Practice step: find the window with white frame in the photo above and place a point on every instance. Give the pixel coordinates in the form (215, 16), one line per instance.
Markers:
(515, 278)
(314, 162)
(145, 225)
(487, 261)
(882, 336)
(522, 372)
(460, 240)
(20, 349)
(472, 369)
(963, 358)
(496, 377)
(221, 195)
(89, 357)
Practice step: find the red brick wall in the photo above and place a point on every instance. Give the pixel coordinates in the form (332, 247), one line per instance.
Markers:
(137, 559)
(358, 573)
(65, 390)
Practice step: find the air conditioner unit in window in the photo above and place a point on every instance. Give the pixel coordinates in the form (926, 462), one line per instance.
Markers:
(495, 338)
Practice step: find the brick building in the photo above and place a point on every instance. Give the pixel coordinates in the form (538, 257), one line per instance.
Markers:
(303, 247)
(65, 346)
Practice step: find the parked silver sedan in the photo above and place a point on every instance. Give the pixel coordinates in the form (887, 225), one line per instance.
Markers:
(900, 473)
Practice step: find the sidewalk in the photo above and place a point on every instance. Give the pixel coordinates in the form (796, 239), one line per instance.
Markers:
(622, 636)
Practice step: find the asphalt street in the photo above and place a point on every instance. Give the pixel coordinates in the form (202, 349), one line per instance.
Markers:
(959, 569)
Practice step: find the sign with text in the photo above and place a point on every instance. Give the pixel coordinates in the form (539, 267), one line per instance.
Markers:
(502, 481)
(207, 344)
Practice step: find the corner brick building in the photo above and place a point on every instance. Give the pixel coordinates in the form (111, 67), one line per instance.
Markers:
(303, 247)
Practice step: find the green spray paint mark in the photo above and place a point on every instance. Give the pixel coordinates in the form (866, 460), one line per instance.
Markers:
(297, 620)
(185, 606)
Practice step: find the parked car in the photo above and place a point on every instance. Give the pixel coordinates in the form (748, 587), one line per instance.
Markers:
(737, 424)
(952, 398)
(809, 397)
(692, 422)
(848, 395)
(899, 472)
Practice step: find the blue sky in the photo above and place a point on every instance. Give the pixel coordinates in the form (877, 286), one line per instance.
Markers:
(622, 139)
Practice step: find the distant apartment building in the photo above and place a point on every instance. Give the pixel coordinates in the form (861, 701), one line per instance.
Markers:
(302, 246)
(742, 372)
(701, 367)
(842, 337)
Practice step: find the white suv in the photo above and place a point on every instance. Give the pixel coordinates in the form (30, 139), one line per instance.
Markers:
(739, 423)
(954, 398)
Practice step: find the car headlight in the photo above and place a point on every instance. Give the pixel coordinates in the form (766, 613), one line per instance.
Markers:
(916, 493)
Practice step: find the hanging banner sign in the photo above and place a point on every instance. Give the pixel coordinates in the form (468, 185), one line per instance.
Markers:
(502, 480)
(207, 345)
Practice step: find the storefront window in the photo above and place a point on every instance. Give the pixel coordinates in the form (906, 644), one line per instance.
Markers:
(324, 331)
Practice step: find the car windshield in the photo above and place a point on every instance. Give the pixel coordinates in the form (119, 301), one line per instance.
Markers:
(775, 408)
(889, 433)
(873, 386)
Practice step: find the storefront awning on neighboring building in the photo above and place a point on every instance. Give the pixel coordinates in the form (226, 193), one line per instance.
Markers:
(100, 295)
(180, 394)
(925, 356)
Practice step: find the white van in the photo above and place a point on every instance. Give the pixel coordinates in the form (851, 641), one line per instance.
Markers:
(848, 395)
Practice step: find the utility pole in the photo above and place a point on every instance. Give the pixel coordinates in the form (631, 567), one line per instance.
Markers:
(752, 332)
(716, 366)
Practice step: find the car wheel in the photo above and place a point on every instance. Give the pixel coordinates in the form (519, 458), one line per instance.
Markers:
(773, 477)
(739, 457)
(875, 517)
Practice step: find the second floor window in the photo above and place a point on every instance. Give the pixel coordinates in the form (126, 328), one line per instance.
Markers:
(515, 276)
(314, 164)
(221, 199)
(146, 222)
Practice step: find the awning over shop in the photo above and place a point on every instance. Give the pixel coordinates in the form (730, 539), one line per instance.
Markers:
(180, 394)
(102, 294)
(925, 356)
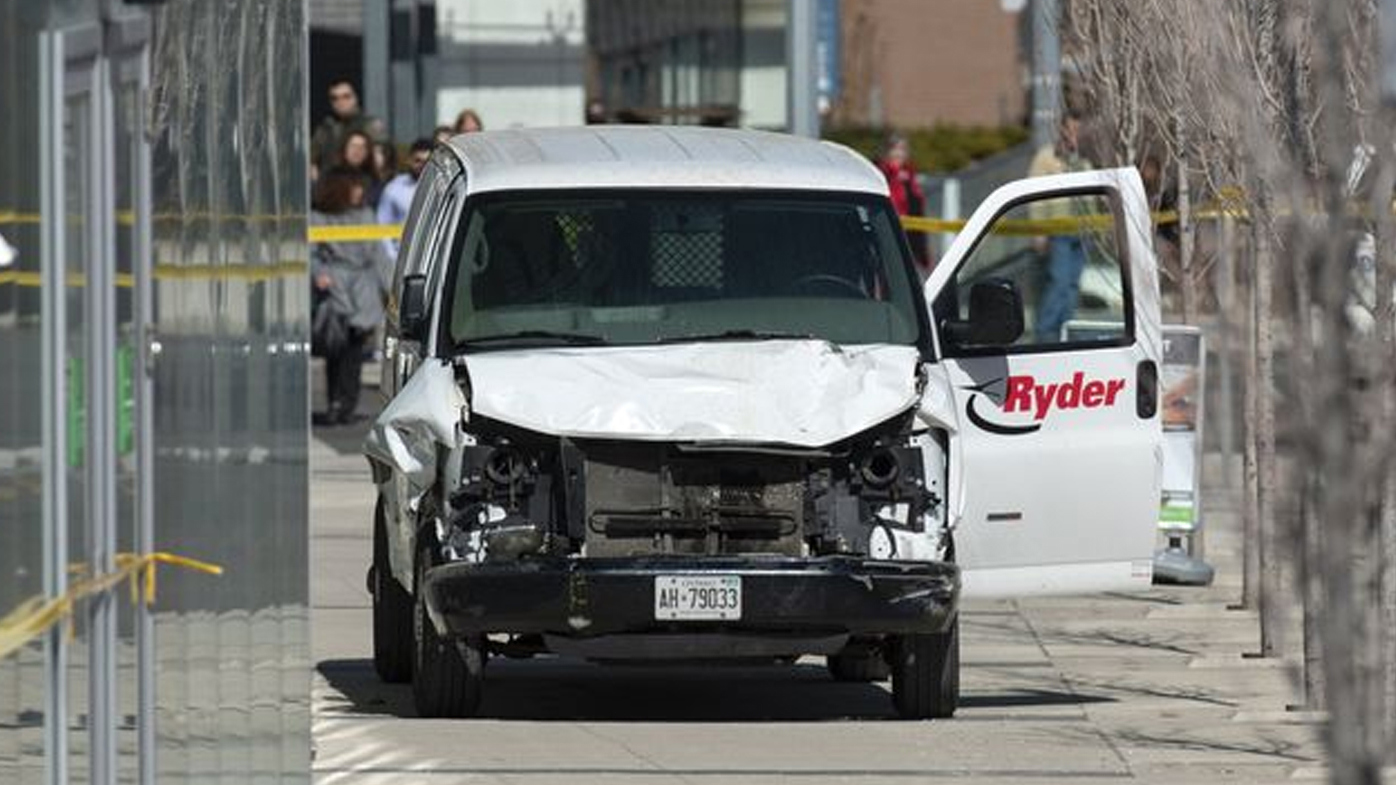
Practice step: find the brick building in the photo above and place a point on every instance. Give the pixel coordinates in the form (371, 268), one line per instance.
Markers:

————

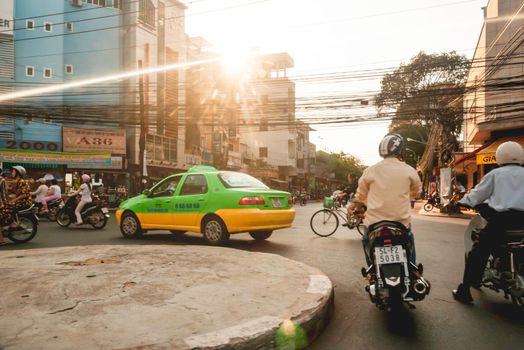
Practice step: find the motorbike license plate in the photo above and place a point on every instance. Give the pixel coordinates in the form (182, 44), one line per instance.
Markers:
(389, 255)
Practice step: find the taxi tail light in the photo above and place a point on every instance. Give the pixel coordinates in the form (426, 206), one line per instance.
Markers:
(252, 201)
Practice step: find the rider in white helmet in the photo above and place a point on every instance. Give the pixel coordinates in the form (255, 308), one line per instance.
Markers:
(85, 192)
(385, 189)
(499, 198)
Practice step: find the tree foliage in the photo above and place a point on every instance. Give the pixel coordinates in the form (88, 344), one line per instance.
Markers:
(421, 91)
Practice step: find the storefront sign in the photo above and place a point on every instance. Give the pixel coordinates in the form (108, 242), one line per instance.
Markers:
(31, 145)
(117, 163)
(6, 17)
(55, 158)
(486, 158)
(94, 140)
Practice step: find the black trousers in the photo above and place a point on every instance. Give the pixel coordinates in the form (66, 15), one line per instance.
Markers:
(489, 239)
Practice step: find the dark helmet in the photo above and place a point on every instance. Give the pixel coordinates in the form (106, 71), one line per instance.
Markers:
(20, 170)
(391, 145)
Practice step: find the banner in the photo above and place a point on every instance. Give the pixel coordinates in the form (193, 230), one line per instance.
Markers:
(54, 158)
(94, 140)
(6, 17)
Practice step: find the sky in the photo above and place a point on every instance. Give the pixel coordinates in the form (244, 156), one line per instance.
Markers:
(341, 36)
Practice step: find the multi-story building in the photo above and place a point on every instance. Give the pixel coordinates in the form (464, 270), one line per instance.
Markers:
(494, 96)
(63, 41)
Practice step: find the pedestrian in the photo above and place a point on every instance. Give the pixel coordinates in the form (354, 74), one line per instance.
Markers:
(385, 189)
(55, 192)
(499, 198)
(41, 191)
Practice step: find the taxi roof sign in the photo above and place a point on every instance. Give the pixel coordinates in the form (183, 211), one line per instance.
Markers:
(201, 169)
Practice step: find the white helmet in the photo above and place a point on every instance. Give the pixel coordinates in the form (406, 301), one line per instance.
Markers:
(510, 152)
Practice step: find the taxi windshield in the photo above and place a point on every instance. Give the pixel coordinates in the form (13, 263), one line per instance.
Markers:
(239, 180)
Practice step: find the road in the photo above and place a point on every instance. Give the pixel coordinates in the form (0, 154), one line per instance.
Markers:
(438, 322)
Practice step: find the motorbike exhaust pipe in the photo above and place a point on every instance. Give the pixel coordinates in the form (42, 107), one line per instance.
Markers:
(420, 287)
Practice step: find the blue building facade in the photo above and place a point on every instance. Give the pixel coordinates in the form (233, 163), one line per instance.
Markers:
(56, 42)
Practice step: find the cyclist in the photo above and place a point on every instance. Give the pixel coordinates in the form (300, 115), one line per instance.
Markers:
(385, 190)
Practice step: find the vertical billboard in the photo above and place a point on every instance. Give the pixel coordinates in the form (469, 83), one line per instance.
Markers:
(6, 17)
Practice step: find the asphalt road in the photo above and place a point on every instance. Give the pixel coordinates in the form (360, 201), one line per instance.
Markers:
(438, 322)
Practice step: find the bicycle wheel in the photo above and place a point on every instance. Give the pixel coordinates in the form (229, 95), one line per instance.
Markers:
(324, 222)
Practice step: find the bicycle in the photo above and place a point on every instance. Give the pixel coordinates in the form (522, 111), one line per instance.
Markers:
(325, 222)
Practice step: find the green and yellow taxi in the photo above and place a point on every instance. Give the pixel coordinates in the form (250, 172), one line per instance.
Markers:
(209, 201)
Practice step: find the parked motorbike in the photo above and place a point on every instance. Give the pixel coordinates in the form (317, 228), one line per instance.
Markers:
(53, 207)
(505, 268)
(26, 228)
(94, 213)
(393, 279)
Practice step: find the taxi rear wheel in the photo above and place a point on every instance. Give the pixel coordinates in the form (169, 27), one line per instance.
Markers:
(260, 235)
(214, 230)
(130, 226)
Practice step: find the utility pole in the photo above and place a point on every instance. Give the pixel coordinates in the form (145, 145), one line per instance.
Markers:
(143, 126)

————

Collect every line in the items above that contains the word "blue", and copy each of those lines in full.

Practice step: find the blue sky in the photo above and place a point on every instance. Give the pixel coordinates in the form (877, 286), one line per instance.
Practice step: find the blue building facade in the photo above and place a point on every instance. Give the pixel coordinates in the form (233, 163), one line per instance.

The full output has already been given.